⟨

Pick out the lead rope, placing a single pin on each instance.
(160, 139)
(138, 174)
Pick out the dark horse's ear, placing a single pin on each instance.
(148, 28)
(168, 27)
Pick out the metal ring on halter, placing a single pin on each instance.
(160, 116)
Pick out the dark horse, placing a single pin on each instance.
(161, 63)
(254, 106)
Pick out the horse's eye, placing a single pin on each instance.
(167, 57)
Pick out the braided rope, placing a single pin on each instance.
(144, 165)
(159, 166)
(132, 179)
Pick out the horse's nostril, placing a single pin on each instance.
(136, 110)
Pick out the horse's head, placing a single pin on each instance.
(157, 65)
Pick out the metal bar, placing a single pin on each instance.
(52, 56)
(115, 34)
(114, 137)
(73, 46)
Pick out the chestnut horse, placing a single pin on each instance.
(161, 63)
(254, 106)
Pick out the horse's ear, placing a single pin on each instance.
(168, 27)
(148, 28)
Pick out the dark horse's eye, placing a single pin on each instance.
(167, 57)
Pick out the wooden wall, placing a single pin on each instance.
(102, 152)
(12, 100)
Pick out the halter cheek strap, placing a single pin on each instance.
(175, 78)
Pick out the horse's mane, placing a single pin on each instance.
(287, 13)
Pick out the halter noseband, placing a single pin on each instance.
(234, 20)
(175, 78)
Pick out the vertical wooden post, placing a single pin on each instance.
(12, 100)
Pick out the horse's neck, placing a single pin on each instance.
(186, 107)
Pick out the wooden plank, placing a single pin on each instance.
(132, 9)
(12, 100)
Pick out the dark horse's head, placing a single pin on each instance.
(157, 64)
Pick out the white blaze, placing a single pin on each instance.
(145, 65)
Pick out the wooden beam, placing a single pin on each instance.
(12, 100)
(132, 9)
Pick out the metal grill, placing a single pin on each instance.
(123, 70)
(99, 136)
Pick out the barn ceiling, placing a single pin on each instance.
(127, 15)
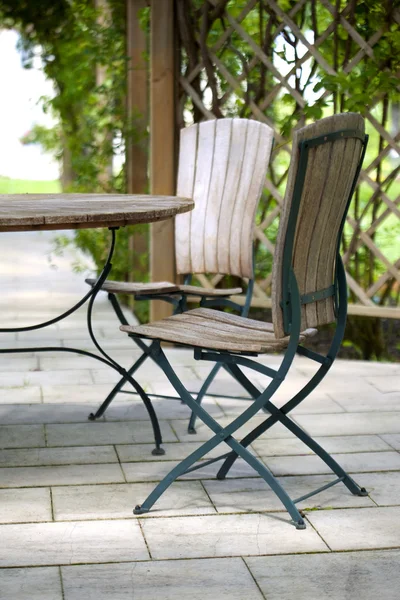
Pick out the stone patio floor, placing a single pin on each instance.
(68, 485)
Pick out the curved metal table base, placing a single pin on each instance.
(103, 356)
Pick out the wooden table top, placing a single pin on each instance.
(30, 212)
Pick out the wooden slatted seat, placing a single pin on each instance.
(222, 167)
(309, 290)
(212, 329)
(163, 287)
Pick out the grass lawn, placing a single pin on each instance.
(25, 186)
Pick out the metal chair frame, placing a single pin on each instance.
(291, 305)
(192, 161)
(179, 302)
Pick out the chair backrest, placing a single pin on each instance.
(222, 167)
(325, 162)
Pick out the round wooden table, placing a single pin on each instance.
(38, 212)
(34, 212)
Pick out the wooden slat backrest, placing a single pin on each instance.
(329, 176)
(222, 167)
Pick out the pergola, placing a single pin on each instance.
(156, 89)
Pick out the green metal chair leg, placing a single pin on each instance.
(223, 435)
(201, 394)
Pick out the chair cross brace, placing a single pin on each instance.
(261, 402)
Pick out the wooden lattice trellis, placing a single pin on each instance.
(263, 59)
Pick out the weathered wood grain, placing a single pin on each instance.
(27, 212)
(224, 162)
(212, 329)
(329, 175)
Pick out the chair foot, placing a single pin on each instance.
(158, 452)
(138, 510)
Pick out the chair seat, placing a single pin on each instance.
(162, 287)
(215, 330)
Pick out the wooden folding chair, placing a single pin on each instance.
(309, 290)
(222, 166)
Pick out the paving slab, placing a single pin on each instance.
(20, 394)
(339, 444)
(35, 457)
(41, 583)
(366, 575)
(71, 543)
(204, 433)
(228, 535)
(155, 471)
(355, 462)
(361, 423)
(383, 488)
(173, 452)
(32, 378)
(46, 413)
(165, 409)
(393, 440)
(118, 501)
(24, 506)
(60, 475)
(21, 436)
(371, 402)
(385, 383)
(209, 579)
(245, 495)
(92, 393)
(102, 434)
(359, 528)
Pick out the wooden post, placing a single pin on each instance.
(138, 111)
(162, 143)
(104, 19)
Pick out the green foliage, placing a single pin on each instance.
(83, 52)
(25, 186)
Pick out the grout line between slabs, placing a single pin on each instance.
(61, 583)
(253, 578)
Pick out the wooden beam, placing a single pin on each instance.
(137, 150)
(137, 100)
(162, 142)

⟩
⟨

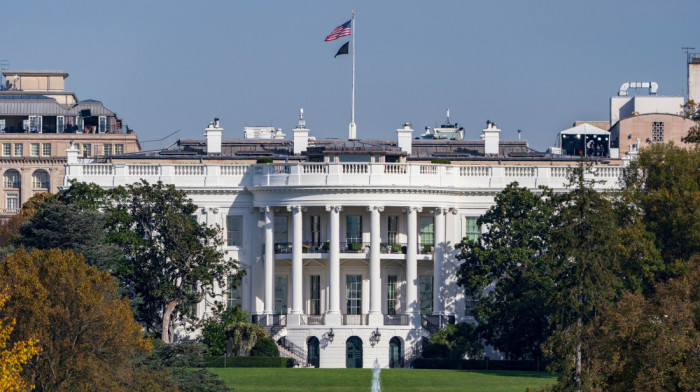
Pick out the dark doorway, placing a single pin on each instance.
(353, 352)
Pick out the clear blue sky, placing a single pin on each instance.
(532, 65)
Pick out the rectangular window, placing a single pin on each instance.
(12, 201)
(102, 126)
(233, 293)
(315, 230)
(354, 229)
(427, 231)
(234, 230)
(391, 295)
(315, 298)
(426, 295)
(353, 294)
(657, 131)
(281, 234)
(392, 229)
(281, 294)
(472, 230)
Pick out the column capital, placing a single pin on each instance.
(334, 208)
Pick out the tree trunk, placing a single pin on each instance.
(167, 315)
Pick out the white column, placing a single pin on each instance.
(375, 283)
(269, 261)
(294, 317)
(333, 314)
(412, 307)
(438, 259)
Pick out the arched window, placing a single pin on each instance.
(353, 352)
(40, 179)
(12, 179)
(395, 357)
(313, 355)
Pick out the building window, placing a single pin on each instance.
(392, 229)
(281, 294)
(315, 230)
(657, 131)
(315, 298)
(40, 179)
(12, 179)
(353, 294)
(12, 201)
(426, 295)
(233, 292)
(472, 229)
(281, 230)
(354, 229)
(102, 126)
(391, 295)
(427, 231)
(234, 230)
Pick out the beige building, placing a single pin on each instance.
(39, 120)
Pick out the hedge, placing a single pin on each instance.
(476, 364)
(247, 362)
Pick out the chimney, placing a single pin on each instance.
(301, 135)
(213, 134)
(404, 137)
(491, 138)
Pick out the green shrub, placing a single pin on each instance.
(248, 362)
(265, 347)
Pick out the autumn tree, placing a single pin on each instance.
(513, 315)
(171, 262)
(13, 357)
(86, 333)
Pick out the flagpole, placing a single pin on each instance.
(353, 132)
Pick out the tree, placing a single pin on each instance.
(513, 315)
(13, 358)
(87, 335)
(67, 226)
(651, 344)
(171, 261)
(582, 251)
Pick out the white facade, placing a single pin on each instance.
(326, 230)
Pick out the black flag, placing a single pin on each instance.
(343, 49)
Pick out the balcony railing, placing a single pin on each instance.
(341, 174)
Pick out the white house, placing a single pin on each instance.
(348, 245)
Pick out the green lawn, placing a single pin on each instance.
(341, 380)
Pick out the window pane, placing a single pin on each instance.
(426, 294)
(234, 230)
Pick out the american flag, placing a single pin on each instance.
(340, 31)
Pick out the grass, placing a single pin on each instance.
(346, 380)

⟩

What is asked:
Show every line of the data above that contains the word "lawn".

Finished exercise:
Pick out the grass lawn, placing a single pin on each instance.
Pick out the green lawn, placing a single pin on each instance.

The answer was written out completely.